Start of AVAILABLE DATA

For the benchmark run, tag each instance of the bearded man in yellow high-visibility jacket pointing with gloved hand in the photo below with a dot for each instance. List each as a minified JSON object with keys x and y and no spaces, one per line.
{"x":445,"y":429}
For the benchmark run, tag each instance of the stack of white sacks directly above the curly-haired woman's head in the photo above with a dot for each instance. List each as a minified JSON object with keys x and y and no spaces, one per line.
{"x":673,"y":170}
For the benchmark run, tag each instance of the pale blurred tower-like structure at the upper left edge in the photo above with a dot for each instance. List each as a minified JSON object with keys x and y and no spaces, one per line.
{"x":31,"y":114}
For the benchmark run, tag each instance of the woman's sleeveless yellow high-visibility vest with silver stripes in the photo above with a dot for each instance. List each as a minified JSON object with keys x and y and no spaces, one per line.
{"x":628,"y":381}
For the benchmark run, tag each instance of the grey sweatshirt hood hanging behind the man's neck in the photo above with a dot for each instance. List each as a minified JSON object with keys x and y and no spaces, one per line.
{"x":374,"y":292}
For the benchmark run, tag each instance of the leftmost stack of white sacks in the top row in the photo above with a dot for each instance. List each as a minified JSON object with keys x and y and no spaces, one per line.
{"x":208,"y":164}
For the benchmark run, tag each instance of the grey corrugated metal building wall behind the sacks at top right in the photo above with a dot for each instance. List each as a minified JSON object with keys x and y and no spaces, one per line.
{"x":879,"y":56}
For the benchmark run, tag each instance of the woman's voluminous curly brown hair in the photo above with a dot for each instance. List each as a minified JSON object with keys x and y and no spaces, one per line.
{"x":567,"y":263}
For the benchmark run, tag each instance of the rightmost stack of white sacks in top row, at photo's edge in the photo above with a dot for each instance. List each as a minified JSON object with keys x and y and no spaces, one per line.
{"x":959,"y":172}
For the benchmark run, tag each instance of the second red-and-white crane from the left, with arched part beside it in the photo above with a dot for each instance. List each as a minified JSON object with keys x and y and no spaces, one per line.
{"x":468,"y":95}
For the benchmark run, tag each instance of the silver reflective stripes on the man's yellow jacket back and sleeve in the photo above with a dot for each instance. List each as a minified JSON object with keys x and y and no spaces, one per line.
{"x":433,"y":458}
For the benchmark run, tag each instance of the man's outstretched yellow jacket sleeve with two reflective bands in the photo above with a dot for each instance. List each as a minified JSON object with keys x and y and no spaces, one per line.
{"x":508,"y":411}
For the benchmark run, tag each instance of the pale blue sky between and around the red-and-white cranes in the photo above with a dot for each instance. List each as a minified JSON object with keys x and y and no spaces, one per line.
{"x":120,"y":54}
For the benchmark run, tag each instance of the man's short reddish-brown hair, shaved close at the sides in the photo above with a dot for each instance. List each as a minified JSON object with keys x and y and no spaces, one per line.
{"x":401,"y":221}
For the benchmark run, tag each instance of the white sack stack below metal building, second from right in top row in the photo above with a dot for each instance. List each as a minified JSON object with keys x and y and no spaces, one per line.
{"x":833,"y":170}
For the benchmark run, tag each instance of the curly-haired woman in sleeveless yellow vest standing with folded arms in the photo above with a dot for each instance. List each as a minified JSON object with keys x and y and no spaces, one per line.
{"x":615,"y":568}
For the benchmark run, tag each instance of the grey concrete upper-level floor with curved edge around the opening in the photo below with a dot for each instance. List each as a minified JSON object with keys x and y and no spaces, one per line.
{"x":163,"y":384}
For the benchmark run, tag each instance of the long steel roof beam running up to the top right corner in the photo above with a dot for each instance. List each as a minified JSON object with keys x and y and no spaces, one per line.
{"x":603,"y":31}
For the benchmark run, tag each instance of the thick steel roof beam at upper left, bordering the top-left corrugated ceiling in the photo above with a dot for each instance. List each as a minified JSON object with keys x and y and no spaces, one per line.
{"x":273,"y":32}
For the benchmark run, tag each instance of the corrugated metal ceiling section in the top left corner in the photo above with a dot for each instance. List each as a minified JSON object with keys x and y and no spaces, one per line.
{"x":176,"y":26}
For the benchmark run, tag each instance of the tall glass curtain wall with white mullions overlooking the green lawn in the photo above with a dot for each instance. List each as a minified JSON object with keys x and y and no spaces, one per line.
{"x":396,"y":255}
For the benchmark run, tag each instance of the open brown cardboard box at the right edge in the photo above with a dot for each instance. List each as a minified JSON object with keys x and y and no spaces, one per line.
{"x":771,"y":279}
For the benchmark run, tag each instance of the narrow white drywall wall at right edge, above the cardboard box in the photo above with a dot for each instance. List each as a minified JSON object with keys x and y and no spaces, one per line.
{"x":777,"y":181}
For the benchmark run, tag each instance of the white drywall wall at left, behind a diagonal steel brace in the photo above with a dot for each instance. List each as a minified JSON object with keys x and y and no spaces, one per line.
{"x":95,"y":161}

End of AVAILABLE DATA

• _TASK OBJECTIVE_: Repeat the data. Keep every word the same.

• _SOLUTION TO THE PROBLEM_:
For the benchmark run, tag each instance of the bearded man in yellow high-visibility jacket pointing with gloved hand in the photo below with a dot for each instance. List each as a minified JSON object with keys x and y and no spaces, one per line.
{"x":445,"y":429}
For the benchmark run, tag each instance of the stack of white sacks directly above the curly-haired woman's head in the photo above with a dot for each instance. List each as a minified JSON object with keys x and y and no spaces, one per line.
{"x":673,"y":170}
For the benchmark run, tag each instance of the pale blurred tower-like structure at the upper left edge in the photo above with a dot for each instance. List each as a minified JSON object with keys x and y and no spaces, one per line.
{"x":31,"y":114}
For the benchmark run, tag each instance of the woman's sleeveless yellow high-visibility vest with silver stripes in the photo above with a dot for each instance. List each as a minified JSON object with keys x and y and no spaces, one per line.
{"x":628,"y":381}
For the benchmark run, tag each instance of the grey sweatshirt hood hanging behind the man's neck in the photo above with a dot for each instance. List each as a minified JSON object with keys x and y and no spaces, one per line.
{"x":374,"y":292}
For the benchmark run, tag each instance of the leftmost stack of white sacks in the top row in the photo above with a dot for each instance. List each as a minified JSON object with keys x and y and no spaces, one per line.
{"x":208,"y":164}
For the benchmark run, tag each instance of the grey corrugated metal building wall behind the sacks at top right in the photo above with a dot for each instance. List each as a minified JSON object with keys x and y and no spaces, one per line.
{"x":879,"y":56}
For the benchmark run, tag each instance of the woman's voluminous curly brown hair in the photo above with a dot for each instance. List each as a minified JSON object with keys x and y and no spaces, one per line.
{"x":567,"y":263}
For the benchmark run, tag each instance of the rightmost stack of white sacks in top row, at photo's edge in the photo above with a dot for each instance. List each as a minified JSON object with keys x and y and no spaces, one per line.
{"x":959,"y":172}
For the benchmark run, tag each instance of the second red-and-white crane from the left, with arched part beside it in the photo above with a dot for each instance. List each as a minified JSON object with keys x and y and no spaces, one per line.
{"x":468,"y":95}
For the benchmark run, tag each instance of the silver reflective stripes on the man's yellow jacket back and sleeve in the photo above with a dot for each instance. List each as a minified JSON object with keys x and y and no spaces, one per line.
{"x":433,"y":458}
For the benchmark run, tag each instance of the man's outstretched yellow jacket sleeve with two reflective bands in the photo above with a dot for each instance. List each as a minified JSON object with keys x and y and no spaces, one per line.
{"x":508,"y":411}
For the benchmark run, tag each instance of the pale blue sky between and around the red-and-white cranes in the photo above with a dot for each instance. List each as a minified JSON object with keys x and y and no spaces, one per line.
{"x":120,"y":54}
For the benchmark run, tag each instance of the man's short reddish-brown hair, shaved close at the sides in the photo above with a dot for each instance. List each as a minified JSON object with keys x and y and no spaces, one per line.
{"x":401,"y":221}
For the benchmark run, tag each instance of the white sack stack below metal building, second from right in top row in the photo above with a dot for each instance. List each as a minified JSON object with keys x and y and no spaces, one per line.
{"x":833,"y":170}
For the benchmark run, tag each instance of the curly-haired woman in sleeveless yellow vest standing with folded arms in the photo above with a dot for each instance. List each as a minified JSON object with keys x and y and no spaces, one per line.
{"x":615,"y":568}
For the benchmark run, tag each instance of the grey concrete upper-level floor with curved edge around the opening in the photo below with a dot for each instance. List each as a minified JSON object with keys x and y and no spaces, one per line.
{"x":163,"y":384}
For the benchmark run, tag each instance of the long steel roof beam running up to the top right corner in the photo above with a dot for each instance. List each as a minified JSON object with keys x and y and no spaces, one per line.
{"x":603,"y":31}
For the benchmark run, tag each instance of the thick steel roof beam at upper left, bordering the top-left corrugated ceiling in the photo above with a dot for each instance. List each as a minified JSON object with keys x and y and no spaces, one per line.
{"x":273,"y":32}
For the benchmark run, tag each instance of the corrugated metal ceiling section in the top left corner in the photo above with a dot for each instance. List each as a minified JSON object with keys x and y and no spaces, one per line.
{"x":176,"y":26}
For the benchmark run, tag each instance of the tall glass curtain wall with white mullions overlooking the green lawn in the photo above with a dot for each instance. List each as a minified JSON object with keys x and y and no spaces, one per line.
{"x":396,"y":255}
For the benchmark run, tag each instance of the open brown cardboard box at the right edge in the photo above with a dot for each instance. List each as a minified JSON object with keys x and y and no spaces, one per line.
{"x":771,"y":279}
For the benchmark run, tag each instance of the narrow white drywall wall at right edge, above the cardboard box in the photo above with a dot for each instance. List each as a minified JSON object with keys x and y and no spaces, one per line.
{"x":777,"y":181}
For the benchmark run, tag each instance of the white drywall wall at left, behind a diagonal steel brace in the photo above with a dot for each instance. List each as a minified JSON object with keys x and y and no spaces, one per line.
{"x":95,"y":161}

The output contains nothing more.